• Problem description:
Taking the line that contains "dark green shrub" as the first, copy each line exactly up to and including the last line below.

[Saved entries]
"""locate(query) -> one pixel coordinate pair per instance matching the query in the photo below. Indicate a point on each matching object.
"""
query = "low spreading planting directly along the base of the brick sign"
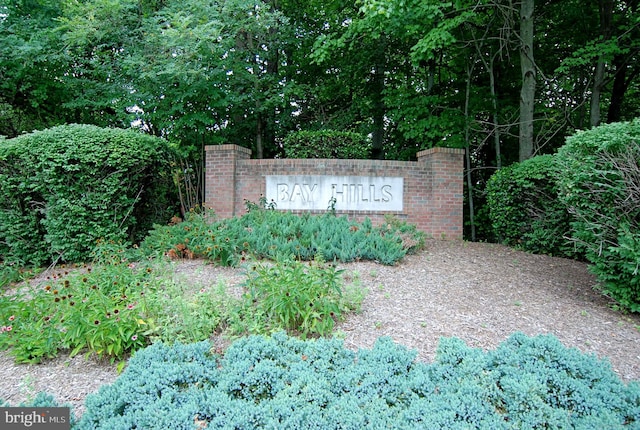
(269, 234)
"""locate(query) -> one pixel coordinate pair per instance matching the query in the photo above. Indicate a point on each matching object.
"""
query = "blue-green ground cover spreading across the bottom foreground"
(284, 382)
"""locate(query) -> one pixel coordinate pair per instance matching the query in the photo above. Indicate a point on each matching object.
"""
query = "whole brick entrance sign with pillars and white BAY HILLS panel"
(426, 192)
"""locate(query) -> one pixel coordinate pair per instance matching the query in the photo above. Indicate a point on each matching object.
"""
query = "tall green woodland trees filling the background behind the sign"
(507, 80)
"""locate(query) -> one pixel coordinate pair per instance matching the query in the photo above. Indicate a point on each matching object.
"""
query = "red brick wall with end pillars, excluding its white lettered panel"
(432, 184)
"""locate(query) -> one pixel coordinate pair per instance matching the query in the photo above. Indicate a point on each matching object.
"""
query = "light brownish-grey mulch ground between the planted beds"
(481, 293)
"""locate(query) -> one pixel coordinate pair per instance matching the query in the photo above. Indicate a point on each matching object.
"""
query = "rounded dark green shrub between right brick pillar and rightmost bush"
(525, 210)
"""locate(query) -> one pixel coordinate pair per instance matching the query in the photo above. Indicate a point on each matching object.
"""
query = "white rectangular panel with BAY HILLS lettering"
(351, 193)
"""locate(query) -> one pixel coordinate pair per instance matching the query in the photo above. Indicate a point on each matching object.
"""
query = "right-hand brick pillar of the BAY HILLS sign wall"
(446, 201)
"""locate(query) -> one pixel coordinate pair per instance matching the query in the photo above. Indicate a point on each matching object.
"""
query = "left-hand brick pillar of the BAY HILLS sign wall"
(220, 177)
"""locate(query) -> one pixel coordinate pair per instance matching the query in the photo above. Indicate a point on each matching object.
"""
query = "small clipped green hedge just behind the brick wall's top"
(326, 144)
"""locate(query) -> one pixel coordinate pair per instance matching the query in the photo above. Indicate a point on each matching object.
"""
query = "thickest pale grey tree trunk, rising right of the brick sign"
(528, 90)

• Answer box:
query = "rounded dark green shrub between right brick pillar and rightmost bush"
(525, 210)
"""locate(query) -> one pixel coordinate pair per instance matching the query in the photo above. Indicate a point on each matching object.
"""
query = "white rectangular panel with BAY HILLS lettering"
(351, 193)
"""locate(query) -> one pixel coordinate pair per instance matching the query in the photo above. Indicate a point on each matching object.
"""
query = "right-hand brick pillar of the BAY HILLS sign wall"
(446, 201)
"""locate(query) -> one pixel coordinate pair per instance matching the query in the photo above. Indicate a point on each matching object.
"""
query = "left-hand brick pillar of the BAY HILLS sign wall"
(220, 177)
"""locate(query) -> one pixel coordinate pair per instance matching the query in the photo above. Indicate a point on each matching object.
"""
query = "small clipped green hedge just behind the brick wall's top"
(326, 144)
"""locate(query) -> one pixel coordinate pair per instance matching the query in the photo above. Indicate a point on each matching object.
"""
query = "thickest pale grey tree trunk, rising right of the brick sign"
(528, 90)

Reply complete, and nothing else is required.